• TASK STATEMENT
The lines to copy are those with "pollen" in them. Pull each one from the entries below.

• RECORDS SHOWN
*** Block opens ***

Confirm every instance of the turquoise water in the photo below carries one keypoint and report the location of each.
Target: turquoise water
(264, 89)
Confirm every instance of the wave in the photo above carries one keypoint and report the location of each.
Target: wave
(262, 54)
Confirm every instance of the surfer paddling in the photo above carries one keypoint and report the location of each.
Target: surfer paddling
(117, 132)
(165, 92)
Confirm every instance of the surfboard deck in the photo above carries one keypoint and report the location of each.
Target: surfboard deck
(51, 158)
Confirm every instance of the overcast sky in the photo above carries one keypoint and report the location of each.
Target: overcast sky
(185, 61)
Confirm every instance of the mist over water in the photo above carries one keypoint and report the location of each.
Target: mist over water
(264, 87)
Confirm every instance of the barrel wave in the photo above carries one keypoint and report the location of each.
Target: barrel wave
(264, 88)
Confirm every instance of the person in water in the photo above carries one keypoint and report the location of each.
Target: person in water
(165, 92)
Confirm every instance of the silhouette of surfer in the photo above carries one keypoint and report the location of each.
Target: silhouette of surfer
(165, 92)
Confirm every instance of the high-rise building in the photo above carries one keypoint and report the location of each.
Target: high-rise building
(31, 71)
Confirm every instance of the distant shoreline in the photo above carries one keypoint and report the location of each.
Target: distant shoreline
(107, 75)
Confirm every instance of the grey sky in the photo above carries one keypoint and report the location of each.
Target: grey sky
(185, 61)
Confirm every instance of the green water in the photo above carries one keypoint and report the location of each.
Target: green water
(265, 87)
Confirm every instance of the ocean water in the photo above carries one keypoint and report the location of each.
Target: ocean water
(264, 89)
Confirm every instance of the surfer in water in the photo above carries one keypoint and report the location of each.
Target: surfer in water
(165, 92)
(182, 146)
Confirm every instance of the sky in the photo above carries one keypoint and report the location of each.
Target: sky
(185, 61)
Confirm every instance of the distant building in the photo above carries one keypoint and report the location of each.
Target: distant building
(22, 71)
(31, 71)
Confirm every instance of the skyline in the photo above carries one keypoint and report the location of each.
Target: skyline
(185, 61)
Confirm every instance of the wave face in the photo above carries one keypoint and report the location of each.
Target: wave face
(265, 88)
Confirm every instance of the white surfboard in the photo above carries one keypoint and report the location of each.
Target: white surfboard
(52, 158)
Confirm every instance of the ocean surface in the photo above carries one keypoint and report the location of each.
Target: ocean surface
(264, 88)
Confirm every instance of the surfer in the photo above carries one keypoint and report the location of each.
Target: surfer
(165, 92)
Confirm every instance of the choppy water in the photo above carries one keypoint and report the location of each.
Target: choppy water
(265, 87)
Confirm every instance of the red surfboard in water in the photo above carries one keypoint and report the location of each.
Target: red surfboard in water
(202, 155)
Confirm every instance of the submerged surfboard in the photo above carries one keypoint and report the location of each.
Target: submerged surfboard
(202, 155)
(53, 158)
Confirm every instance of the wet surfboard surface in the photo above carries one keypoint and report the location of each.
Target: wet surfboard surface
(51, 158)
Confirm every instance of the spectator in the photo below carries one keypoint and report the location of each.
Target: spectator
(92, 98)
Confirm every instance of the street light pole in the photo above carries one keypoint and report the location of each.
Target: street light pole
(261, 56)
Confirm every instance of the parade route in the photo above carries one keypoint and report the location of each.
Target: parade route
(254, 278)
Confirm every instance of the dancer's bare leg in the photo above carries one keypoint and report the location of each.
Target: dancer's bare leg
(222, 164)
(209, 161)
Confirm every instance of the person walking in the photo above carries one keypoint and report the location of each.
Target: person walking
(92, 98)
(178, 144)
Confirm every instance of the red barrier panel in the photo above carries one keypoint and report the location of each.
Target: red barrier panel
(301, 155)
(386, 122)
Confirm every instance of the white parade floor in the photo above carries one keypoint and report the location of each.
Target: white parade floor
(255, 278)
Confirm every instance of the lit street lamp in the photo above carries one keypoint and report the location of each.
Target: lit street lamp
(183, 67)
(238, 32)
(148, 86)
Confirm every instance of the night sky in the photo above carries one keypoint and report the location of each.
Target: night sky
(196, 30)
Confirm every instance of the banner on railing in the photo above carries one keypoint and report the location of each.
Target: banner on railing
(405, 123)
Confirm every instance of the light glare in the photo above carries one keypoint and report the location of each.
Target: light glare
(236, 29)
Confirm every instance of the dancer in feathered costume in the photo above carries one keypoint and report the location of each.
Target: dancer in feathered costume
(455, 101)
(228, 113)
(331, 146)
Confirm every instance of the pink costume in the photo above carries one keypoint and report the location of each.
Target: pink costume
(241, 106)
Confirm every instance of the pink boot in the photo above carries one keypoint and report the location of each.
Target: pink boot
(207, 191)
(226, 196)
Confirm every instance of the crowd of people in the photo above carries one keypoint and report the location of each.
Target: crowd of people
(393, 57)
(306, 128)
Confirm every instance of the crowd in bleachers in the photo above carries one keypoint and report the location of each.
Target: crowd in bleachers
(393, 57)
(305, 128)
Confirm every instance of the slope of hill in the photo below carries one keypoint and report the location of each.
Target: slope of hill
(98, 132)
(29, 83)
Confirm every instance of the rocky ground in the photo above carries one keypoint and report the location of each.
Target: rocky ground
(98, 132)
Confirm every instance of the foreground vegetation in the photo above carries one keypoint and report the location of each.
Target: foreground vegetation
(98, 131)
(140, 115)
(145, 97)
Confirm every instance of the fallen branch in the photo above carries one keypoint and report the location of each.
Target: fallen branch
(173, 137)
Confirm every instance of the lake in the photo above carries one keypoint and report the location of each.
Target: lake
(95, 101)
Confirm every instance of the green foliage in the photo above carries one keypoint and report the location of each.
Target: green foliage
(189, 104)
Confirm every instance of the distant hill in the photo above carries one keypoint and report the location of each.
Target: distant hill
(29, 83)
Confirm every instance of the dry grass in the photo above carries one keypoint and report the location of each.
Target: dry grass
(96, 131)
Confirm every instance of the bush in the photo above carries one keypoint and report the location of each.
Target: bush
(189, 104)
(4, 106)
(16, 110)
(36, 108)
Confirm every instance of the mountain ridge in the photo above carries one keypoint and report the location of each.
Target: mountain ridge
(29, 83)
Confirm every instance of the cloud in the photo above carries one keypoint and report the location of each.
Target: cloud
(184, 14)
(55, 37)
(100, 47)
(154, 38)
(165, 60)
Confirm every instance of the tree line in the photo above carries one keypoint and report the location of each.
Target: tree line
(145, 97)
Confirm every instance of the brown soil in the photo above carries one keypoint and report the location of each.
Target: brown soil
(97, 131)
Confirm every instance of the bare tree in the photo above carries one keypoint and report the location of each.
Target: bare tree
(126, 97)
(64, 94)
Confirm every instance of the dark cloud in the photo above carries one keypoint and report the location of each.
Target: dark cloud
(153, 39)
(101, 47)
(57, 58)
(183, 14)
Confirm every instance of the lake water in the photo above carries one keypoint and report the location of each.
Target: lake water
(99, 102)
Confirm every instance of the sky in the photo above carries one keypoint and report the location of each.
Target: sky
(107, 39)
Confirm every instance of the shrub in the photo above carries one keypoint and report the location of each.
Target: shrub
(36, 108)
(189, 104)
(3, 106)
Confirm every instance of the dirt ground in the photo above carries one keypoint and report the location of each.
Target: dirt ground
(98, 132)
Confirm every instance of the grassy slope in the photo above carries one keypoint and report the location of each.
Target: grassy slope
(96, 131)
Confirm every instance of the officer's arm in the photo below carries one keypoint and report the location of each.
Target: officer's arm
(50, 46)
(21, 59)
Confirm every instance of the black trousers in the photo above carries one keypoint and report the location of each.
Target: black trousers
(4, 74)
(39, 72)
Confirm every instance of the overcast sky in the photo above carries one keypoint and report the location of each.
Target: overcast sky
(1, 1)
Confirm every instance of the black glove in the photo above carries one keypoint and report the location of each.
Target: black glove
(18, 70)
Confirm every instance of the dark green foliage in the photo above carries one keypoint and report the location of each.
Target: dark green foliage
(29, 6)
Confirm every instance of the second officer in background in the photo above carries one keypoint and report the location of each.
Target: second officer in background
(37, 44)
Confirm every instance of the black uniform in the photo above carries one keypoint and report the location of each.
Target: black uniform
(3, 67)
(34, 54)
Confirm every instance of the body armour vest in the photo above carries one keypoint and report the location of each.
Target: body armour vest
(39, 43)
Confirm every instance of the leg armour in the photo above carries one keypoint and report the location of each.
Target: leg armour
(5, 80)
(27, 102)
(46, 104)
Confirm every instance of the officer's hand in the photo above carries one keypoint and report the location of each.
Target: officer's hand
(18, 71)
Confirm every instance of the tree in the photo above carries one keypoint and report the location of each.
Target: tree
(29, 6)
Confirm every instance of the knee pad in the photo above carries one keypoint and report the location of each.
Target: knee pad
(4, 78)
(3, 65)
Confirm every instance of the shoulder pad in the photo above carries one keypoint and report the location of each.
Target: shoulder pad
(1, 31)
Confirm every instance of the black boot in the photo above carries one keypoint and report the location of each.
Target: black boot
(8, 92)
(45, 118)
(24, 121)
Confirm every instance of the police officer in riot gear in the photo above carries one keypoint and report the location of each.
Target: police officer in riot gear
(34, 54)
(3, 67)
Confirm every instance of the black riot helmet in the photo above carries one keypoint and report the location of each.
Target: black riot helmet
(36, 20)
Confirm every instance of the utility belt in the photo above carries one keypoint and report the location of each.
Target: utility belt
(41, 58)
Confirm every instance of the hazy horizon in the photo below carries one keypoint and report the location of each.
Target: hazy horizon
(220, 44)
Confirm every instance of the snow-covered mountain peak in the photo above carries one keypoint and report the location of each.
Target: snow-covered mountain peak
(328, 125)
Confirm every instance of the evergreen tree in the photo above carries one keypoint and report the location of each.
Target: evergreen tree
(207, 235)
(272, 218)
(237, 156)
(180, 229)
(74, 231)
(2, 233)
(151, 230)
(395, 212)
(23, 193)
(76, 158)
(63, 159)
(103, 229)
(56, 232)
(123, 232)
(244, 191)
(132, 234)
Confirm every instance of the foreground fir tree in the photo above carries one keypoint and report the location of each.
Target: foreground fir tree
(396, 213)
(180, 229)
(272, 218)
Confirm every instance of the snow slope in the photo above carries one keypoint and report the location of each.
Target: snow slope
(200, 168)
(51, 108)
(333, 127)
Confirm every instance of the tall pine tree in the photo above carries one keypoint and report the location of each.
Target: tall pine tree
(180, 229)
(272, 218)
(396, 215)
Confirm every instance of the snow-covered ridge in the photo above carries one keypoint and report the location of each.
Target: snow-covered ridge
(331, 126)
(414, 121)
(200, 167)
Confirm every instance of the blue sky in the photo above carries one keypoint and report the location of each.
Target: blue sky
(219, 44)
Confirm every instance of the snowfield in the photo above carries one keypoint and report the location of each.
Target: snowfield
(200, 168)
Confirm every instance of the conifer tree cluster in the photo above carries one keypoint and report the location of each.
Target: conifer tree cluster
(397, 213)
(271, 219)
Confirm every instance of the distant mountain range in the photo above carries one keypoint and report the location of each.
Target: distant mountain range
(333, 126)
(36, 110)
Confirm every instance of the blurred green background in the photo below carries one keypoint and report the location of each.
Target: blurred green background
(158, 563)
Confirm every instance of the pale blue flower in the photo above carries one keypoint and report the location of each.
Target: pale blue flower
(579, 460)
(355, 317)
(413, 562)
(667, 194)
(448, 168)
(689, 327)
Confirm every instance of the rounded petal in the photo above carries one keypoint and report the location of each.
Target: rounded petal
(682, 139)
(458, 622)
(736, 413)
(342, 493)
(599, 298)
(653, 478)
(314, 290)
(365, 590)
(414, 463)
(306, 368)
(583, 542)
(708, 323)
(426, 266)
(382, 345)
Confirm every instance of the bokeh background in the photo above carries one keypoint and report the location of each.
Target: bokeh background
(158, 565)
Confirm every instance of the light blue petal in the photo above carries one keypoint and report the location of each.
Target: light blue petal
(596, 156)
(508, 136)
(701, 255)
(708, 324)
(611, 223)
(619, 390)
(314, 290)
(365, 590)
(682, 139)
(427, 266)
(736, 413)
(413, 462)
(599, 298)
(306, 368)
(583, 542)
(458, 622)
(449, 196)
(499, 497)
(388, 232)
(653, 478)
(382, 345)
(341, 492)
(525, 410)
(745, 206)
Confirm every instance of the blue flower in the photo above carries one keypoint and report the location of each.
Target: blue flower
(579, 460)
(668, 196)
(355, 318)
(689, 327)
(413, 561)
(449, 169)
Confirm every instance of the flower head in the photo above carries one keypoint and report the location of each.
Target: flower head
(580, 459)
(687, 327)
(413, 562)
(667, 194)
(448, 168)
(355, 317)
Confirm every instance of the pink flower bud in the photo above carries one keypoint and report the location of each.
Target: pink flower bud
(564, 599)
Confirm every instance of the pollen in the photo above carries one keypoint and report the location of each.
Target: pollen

*** Block closes ***

• ANSWER TO THE EXERCISE
Confirm every instance of the pollen in the photo above carries one keypoint and report the location of each.
Target: pollen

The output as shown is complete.